Stored data entries:
======
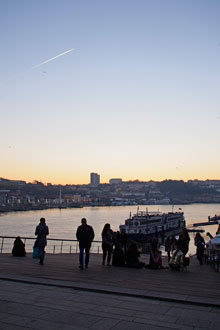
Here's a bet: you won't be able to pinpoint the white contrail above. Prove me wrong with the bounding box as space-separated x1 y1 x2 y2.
32 48 75 69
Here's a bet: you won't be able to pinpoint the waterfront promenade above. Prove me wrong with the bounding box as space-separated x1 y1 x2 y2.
0 253 219 329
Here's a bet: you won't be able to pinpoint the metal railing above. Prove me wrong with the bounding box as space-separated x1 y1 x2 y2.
0 236 103 254
0 236 152 255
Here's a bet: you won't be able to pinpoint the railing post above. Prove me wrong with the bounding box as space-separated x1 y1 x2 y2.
0 237 4 253
60 241 63 254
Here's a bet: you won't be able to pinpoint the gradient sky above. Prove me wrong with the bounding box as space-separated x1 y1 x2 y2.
0 0 220 184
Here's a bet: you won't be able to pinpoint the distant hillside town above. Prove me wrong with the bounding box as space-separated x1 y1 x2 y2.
0 174 220 212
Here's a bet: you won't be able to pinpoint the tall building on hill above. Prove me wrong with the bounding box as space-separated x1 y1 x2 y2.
90 173 100 186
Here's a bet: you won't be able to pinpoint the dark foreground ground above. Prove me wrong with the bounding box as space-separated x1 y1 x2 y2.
0 253 219 306
0 253 219 329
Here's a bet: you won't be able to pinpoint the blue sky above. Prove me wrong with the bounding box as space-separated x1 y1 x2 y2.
0 0 220 184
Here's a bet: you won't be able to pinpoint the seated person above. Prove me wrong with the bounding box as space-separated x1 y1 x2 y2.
169 248 190 271
169 249 183 270
112 243 125 266
126 243 145 268
12 236 26 257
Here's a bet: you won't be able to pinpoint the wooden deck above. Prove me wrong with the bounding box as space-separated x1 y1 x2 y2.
0 253 219 307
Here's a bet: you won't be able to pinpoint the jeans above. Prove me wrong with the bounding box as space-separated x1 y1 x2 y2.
79 243 91 267
102 243 113 265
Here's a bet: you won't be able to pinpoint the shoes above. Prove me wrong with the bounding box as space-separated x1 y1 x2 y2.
39 261 44 265
79 264 88 270
102 262 105 266
107 263 111 267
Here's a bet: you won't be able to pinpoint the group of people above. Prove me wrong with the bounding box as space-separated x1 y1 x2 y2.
11 217 209 270
30 217 165 269
11 217 49 265
164 228 191 271
165 228 207 268
77 218 162 269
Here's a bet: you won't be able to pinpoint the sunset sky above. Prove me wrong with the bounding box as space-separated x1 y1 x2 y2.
0 1 220 184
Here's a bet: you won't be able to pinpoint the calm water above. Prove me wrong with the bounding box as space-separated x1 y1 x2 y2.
1 204 220 253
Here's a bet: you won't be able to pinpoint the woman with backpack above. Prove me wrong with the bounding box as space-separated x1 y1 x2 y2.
101 223 114 266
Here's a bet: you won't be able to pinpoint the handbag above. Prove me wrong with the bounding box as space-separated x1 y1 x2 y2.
32 247 43 259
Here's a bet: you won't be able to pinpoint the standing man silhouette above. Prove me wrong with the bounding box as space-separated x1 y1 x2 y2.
76 218 94 269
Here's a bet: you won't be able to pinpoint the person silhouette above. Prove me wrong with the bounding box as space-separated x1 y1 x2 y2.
76 218 94 270
34 218 49 265
12 236 26 257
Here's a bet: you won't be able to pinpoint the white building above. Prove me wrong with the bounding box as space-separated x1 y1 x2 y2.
109 178 122 185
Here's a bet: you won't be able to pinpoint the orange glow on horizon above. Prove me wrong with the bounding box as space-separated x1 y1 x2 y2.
2 173 220 185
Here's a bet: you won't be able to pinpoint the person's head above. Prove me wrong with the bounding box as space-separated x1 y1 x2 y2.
81 218 87 225
103 223 110 230
102 223 111 236
40 218 46 224
206 232 212 239
195 232 201 239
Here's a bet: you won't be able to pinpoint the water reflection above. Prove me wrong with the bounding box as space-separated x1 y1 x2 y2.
0 204 220 254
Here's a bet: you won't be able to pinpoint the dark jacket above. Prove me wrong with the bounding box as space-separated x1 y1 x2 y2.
126 244 140 265
102 229 114 246
178 230 190 255
12 238 26 257
76 224 94 245
194 235 205 251
34 223 49 248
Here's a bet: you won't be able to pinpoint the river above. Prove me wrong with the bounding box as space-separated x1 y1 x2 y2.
1 204 220 254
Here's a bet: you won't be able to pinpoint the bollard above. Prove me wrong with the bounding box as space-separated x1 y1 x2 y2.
53 245 56 254
70 245 72 254
60 241 63 254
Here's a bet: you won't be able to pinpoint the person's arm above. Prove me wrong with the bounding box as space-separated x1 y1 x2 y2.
91 227 95 241
76 227 80 241
187 233 190 243
35 226 38 236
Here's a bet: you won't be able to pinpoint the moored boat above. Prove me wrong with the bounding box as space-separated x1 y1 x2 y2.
208 215 220 222
119 209 185 242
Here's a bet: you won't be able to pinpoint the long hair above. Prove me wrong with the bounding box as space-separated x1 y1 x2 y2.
102 223 110 237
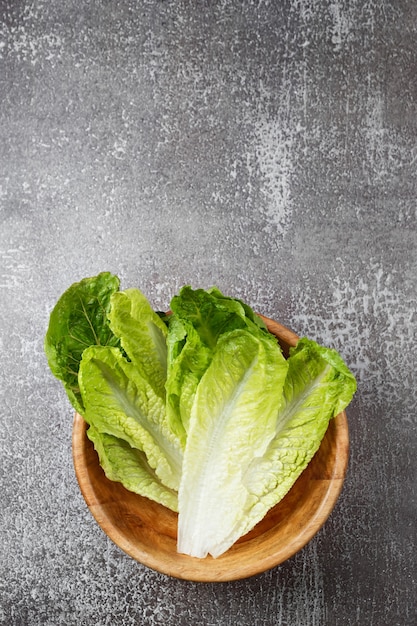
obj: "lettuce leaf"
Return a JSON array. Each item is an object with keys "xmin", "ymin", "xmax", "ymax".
[
  {"xmin": 87, "ymin": 425, "xmax": 178, "ymax": 511},
  {"xmin": 44, "ymin": 272, "xmax": 120, "ymax": 414},
  {"xmin": 166, "ymin": 314, "xmax": 212, "ymax": 438},
  {"xmin": 170, "ymin": 285, "xmax": 261, "ymax": 349},
  {"xmin": 178, "ymin": 336, "xmax": 356, "ymax": 558},
  {"xmin": 239, "ymin": 340, "xmax": 357, "ymax": 531},
  {"xmin": 177, "ymin": 327, "xmax": 289, "ymax": 558},
  {"xmin": 166, "ymin": 286, "xmax": 278, "ymax": 438},
  {"xmin": 79, "ymin": 346, "xmax": 183, "ymax": 491},
  {"xmin": 108, "ymin": 289, "xmax": 168, "ymax": 399}
]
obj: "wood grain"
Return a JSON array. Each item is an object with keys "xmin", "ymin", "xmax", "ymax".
[{"xmin": 72, "ymin": 316, "xmax": 349, "ymax": 582}]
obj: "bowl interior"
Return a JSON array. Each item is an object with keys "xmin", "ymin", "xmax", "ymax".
[{"xmin": 72, "ymin": 316, "xmax": 349, "ymax": 582}]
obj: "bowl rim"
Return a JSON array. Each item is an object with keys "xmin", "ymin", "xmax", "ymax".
[{"xmin": 72, "ymin": 315, "xmax": 349, "ymax": 582}]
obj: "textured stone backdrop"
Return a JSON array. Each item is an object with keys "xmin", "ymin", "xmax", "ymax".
[{"xmin": 1, "ymin": 1, "xmax": 416, "ymax": 625}]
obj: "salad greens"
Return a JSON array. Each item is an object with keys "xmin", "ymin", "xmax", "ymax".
[
  {"xmin": 45, "ymin": 272, "xmax": 357, "ymax": 559},
  {"xmin": 166, "ymin": 286, "xmax": 281, "ymax": 439},
  {"xmin": 108, "ymin": 289, "xmax": 168, "ymax": 401},
  {"xmin": 87, "ymin": 425, "xmax": 179, "ymax": 512},
  {"xmin": 79, "ymin": 345, "xmax": 183, "ymax": 491},
  {"xmin": 44, "ymin": 272, "xmax": 120, "ymax": 414},
  {"xmin": 177, "ymin": 327, "xmax": 288, "ymax": 558}
]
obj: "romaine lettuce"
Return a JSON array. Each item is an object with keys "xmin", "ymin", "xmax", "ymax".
[
  {"xmin": 165, "ymin": 314, "xmax": 212, "ymax": 439},
  {"xmin": 212, "ymin": 338, "xmax": 357, "ymax": 556},
  {"xmin": 177, "ymin": 327, "xmax": 289, "ymax": 558},
  {"xmin": 79, "ymin": 345, "xmax": 183, "ymax": 491},
  {"xmin": 166, "ymin": 286, "xmax": 279, "ymax": 437},
  {"xmin": 108, "ymin": 289, "xmax": 168, "ymax": 400},
  {"xmin": 44, "ymin": 272, "xmax": 120, "ymax": 414},
  {"xmin": 45, "ymin": 274, "xmax": 183, "ymax": 503},
  {"xmin": 87, "ymin": 425, "xmax": 178, "ymax": 511},
  {"xmin": 45, "ymin": 276, "xmax": 357, "ymax": 559},
  {"xmin": 177, "ymin": 336, "xmax": 356, "ymax": 558}
]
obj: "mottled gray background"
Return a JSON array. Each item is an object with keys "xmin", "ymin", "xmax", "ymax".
[{"xmin": 1, "ymin": 0, "xmax": 416, "ymax": 624}]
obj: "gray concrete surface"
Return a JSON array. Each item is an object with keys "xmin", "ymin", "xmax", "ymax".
[{"xmin": 1, "ymin": 1, "xmax": 416, "ymax": 625}]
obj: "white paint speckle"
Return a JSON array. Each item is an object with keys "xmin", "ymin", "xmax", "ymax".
[
  {"xmin": 329, "ymin": 1, "xmax": 350, "ymax": 51},
  {"xmin": 255, "ymin": 112, "xmax": 295, "ymax": 238},
  {"xmin": 292, "ymin": 258, "xmax": 416, "ymax": 422}
]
======
_Problem to solve_. Counting every line that holds the string "lettuce", give the total for the data above and nothing else.

_Exercise output_. 2